LeDoux, who received $125 an hour in taxpayer money to work on the Hill case, submitted an 11-page report to county probate court Judge Russell Austin at the January 29 hearing, explaining why Hill should remain a ward of the county.
In the report, LeDoux chastised the Liddells for giving Hill “false hope” by making assurances that she would one dayreturn home. LeDoux also repeatedly impugned Lise Liddell's “sincerity” in her efforts to become Hill's guardian.
LeDoux was unimpressed that Lise Liddell had visited Hill at the nursing home nearly every day, attended all court hearings and padded Evans's bank account with several thousand dollars, just as her family had done for many years.
“Financial assistance does not demonstrate the level of involvement required,” LeDoux wrote, adding that the Liddells should give money to the county if they wished to transfer Hill to a better facility. The county had already intercepted Hill's monthly $826 Social Security check, redirecting it to Lexington Place.
LeDoux accused the son of being motivated by money. “Mr. Evans has demonstrated that he places his dependence on Ms. Hill's income above her welfare,” she wrote.
And LeDoux concluded in her report that the county should remain guardian even against Hill's wishes. “Providing [Hill] with what she desires may not ultimately be in her best interest,” LeDoux wrote.
Judge Austin apparently was also hip to the Press story. He pushed Hill's case to the bottom of the docket, then called Hilsher, LeDoux and Purdie back to his private chambers for a 30-minute pow-wow before proceeding.
In a rare rebuff to a guardian ad litem's recommendation, Austin ignored LeDoux's report, cleared the way for Lise Liddell to become guardian two weeks later and on March 19 officially set Hill free.
“The judge told our lawyer he was fast-tracking the case because of the Press article,” says Lise Liddell, adding that Austin also inquired about her father's law firm. “He didn't want the county to be portrayed negatively.”
A couple days after the hearing, Marvin Evans and a friend carried Margie Hill upstairs to her bedroom, where she lay surrounded by photographs of family and friends.
“She looked like a little girl,” Lise Liddell says, “with the covers under her chin and the biggest smile on her face.”
Home health care nurses now visit Hill several times a week, paid for by Medicare insurance. Dr. James Skelton, who specializes in internal medicine and long-term care, has made house calls to examine Hill. He praises Evans for taking excellent care of her by cooking, cleaning and administering medications.
“Everything here is just right for my mama,” Evans says. “I've been doing this for years; ain't nothing different.”
Evans says he is thrilled to have his mother back home where she belongs. But he shudders to think of other cases that end less happily.
“The county degraded my mama,” he says. “They took an elderly lady and threw her into any old nursing home.”
The Liddells spent $20,000 on attorney fees and $8,500 upgrading Hill to a better nursing home. They are still waiting to get Hill's Social Security check transferred back into her bank account.
It took weeks to undo the damage done at Lexington Place and get Hill's blood-sugar levels back under control. And it took months to navigate through red tape before the county would even allow Hill to leave Lexington Place. “At first, I thought we'd have her out of that joint in a week,” Lise Liddell says.
Judge Austin and attorneys Hilsher and LeDoux did not respond to interview requests for this article.
“We handled the [Hill] case like we would normally handle other guardianship cases,” Estella Olguin, community relations director for Harris County Protective Services, wrote the Press in a recent e-mail.
Olguin credited the Press for teaching the county about a valuable resource: 4-1-1 directory assistance. “As a result of this case,” Olguin wrote, “we did learn that it is sometimes possible to locate people in other parts of the country by dialing information.”

※

• What this task involves:
According to the article on Margie Hill's guardianship case, how much did the Liddells spend on attorney fees?

※

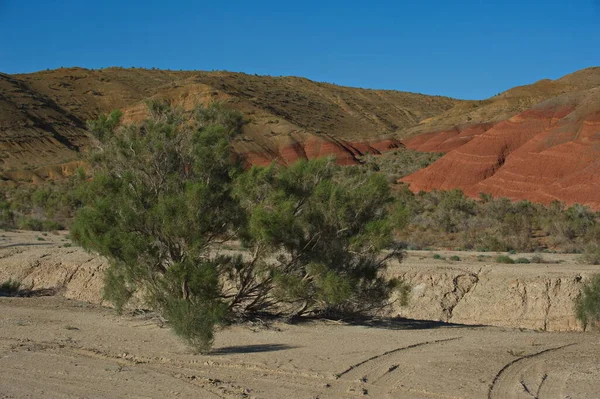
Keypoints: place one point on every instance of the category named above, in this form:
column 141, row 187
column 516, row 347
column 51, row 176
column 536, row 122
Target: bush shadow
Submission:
column 240, row 349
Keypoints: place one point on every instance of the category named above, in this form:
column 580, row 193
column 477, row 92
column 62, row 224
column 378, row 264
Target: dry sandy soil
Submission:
column 51, row 347
column 54, row 347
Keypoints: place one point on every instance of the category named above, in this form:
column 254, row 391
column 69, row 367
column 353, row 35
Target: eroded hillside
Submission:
column 538, row 142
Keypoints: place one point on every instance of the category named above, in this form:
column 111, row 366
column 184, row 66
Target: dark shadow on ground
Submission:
column 29, row 244
column 393, row 323
column 228, row 350
column 401, row 323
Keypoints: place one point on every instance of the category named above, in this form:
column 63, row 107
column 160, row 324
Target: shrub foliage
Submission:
column 168, row 192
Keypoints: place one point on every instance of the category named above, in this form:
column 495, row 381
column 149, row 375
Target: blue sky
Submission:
column 464, row 49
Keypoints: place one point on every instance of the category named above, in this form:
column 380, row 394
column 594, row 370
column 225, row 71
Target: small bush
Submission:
column 537, row 258
column 10, row 288
column 504, row 259
column 591, row 254
column 587, row 306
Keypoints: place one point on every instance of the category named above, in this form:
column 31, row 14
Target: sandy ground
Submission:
column 51, row 347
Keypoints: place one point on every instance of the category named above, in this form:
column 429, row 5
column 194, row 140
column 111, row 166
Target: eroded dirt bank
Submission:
column 59, row 348
column 53, row 346
column 473, row 291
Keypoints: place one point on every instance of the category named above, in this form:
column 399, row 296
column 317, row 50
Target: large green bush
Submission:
column 326, row 235
column 168, row 192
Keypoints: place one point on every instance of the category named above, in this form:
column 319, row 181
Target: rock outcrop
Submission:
column 550, row 152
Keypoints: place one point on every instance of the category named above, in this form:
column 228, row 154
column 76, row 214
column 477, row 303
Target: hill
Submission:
column 43, row 114
column 550, row 151
column 537, row 142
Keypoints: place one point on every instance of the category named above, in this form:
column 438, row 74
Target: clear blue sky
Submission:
column 464, row 49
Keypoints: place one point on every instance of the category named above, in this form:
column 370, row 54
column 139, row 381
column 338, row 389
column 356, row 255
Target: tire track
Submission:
column 508, row 376
column 379, row 358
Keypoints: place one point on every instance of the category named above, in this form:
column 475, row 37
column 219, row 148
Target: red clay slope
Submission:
column 549, row 152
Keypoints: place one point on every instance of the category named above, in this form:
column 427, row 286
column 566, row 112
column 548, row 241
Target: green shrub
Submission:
column 591, row 254
column 504, row 259
column 10, row 288
column 538, row 258
column 167, row 193
column 587, row 305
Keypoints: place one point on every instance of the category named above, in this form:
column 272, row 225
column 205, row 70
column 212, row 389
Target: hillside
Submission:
column 537, row 141
column 550, row 151
column 43, row 114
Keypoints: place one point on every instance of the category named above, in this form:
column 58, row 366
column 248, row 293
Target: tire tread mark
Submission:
column 506, row 366
column 354, row 366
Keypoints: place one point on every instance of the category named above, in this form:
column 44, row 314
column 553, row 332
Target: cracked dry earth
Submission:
column 52, row 347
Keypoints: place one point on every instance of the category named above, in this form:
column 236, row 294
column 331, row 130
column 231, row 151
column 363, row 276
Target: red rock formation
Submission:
column 550, row 152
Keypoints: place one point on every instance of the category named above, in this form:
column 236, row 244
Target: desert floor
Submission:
column 51, row 347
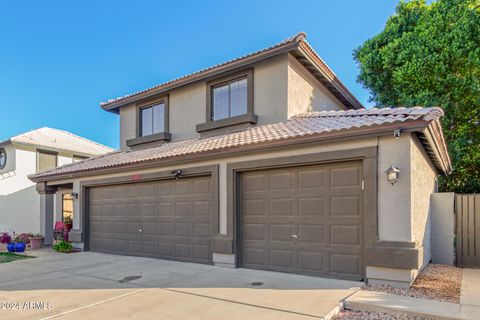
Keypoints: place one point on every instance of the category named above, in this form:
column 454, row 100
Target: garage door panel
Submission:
column 312, row 218
column 345, row 235
column 184, row 250
column 281, row 259
column 183, row 208
column 165, row 229
column 311, row 234
column 253, row 231
column 201, row 251
column 281, row 181
column 254, row 257
column 281, row 232
column 311, row 262
column 345, row 205
column 345, row 263
column 201, row 208
column 201, row 230
column 166, row 219
column 281, row 207
column 308, row 179
column 202, row 186
column 254, row 183
column 183, row 187
column 254, row 207
column 345, row 177
column 165, row 209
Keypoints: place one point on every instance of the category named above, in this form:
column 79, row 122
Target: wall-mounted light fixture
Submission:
column 392, row 174
column 397, row 133
column 177, row 173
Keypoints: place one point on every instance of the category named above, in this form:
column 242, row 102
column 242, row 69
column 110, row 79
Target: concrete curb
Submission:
column 382, row 302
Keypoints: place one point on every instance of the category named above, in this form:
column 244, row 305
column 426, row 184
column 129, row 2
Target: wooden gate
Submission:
column 467, row 212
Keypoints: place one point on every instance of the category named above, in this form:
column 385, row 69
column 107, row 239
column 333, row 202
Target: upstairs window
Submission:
column 46, row 160
column 152, row 119
column 229, row 99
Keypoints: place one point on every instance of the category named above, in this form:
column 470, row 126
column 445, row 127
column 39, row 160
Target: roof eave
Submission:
column 438, row 149
column 316, row 66
column 5, row 142
column 413, row 126
column 323, row 73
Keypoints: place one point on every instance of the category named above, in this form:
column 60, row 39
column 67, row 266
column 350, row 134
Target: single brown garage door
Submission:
column 305, row 220
column 168, row 219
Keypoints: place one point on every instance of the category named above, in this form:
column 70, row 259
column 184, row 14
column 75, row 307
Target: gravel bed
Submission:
column 436, row 282
column 364, row 315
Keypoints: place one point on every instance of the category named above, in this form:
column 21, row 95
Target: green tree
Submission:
column 429, row 55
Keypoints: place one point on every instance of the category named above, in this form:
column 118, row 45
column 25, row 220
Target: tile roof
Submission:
column 313, row 125
column 288, row 44
column 59, row 140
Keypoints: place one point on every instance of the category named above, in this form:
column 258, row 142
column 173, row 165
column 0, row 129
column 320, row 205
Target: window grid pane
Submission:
column 220, row 102
column 158, row 118
column 238, row 97
column 230, row 100
column 147, row 127
column 46, row 161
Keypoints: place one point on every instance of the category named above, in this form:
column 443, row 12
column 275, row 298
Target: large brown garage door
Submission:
column 305, row 220
column 168, row 219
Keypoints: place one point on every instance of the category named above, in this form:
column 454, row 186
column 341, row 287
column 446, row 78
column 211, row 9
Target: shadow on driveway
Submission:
column 89, row 284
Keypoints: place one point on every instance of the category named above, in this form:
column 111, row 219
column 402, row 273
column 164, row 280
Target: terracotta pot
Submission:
column 36, row 243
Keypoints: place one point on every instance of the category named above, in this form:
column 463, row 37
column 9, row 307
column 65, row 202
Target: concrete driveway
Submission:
column 91, row 285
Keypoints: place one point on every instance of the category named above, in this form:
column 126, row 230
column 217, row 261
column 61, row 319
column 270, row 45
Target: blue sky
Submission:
column 60, row 59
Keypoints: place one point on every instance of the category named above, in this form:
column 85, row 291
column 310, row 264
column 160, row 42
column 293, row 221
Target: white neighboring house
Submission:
column 31, row 152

※

• Solution for this task:
$20,000